Le Film du jour n°71 : Les croulants se portent bien

Publié le par lefilmdujour

Un film français de Jean BOYER (1961) avec Fernand Gravey, Claudine Coster, Jacques Perrin, Sophie Daumier, Pierre Dux, Nadia Grey...

Fils de l'auteur de chansons Lucien Boyer et frère de la célèbre chanteuse des années 30 Lucienne Boyer, Jean Boyer (1901-1965) est souvent classé dans la catégorie des tâcherons du cinéma français, quand il n'est pas carrément oublié par les historiens. Georges Sadoul, par exemple, n'écrit pas une ligne sur lui dans Le cinéma français 1890/1962 et ne le cite à aucun moment dans son Dictionnaire des cinéastes...

Le réalisateur des Croulants se portent bien mérite-t-il une telle opprobre ? Certes, Jean Boyer a beaucoup trop tourné avec vingt-sept films mis en boîte entre 1945 et 1958 ! Seul le fameux André Berthomieu le surpasse avec... trente-deux films enquillés dans le même laps de temps. Mais tout n'est pas à jeter dans sa filmographie. On lui doit en effet l'excellent Circonstances atténuantes (1939) avec Michel Simon et Arletty (Marie "Qu'a de ça" dans le film), d'assez corrects Fernandel (L'acrobate, 1940 ; Le couturier de ces dames, 1956 ; Sénéchal le Magnifique, 1957), un bon Louis Jouvet (Sérénade, 1939) et quelques comédies entraînantes avec Charles Trenet (Romance de Paris, 1940 ; Frédérica, 1942).

Jean Boyer mit en scène le fou chantant dans Romance de Paris (1940)... (image : www.cinema-francais.fr)

[Données fournies]:
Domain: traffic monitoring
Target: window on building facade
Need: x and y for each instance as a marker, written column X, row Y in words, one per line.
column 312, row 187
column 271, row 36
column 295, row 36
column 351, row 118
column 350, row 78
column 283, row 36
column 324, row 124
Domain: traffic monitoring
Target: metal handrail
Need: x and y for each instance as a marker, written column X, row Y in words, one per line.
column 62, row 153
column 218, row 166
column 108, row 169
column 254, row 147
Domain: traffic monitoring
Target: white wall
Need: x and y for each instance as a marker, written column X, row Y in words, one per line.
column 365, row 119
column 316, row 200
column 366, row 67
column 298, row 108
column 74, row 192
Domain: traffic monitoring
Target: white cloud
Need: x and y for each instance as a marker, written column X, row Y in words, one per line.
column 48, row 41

* * *

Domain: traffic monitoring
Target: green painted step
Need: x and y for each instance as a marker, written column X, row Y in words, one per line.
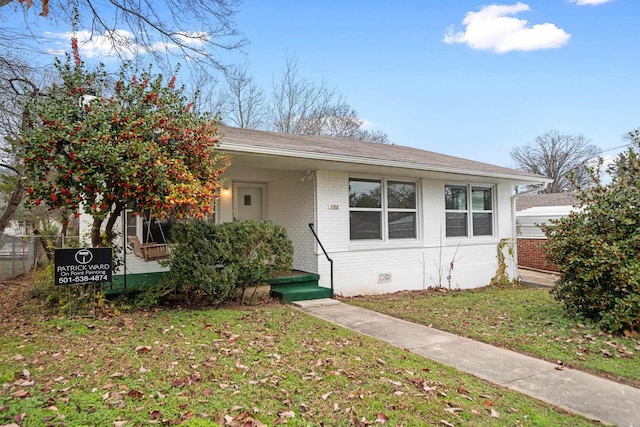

[Consigne]:
Rédigez la suite du texte à analyser, consacré au cinéaste Jean Boyer, à partir de sa dernière phrase.

[Réponse]:
De par son héritage génétique, l'homme s'avère d'ailleurs un spécialiste de la mise en images de chanteurs ou d'orchestres. Georges Guétary fredonne ainsi dans Les aventures de Casanova (1946). Line Renaud tourne dans La Madelon (1955), Mademoiselle et son gang (1957) et L'increvable (1958). Ray Ventura et son orchestre se produisent dans Mademoiselle s'amuse (1947) et dans Nous irons à Paris (1949). Et Maurice Chevalier promène sa pomme dans J'avais sept filles (1954).

En 1954, Maurice Chevalier passa lui aussi devant la caméra de Jean Boyer (image : www.encyclocine.com)

Jean Boyer fixera aussi Bourvil sur la pellicule (Le rosier de Madame Husson, 1950 ; Le passe-muraille, 1950 ; Le trou normand, 1951 ; Cent francs par seconde, 1952), tout comme Darry Cowl (L'increvable, 1958 ; Bouche cousue, 1960) et le duo Roger Pierre/Jean-Marc Thibault (Une vie de garçon, 1953). A noter que Micheline Presle et Gérard Philipe, le couple romantique du Diable au corps (Autant-Lara, 1946), sera réuni une nouvelle fois par Jean Boyer dans Tous les chemins mènent à Rome (1948). Avec moins de succès évidemment... Bref, rien de vraiment génial mais rien de vraiment honteux non plus.

Les croulants se portent bien, l'histoire : François Legrand, compositeur "léger" et encore très vert pour son âge, entretient dans le luxe sa vieille maman, ses deux enfants, Michel et Martine, et son éditeur Émile, le parrain de sa fille. L'atmosphère de la maison familiale est très décontractée. Oui mais voilà, le jour où François ramène au bercail Jacqueline, une starlette de l'âge des lardons, rien ne va plus. Les deux jeunes sont indignés ! Le chef de famille tient bon car la Jacqueline, non seulement elle a du charme, mais en plus elle est sérieuse...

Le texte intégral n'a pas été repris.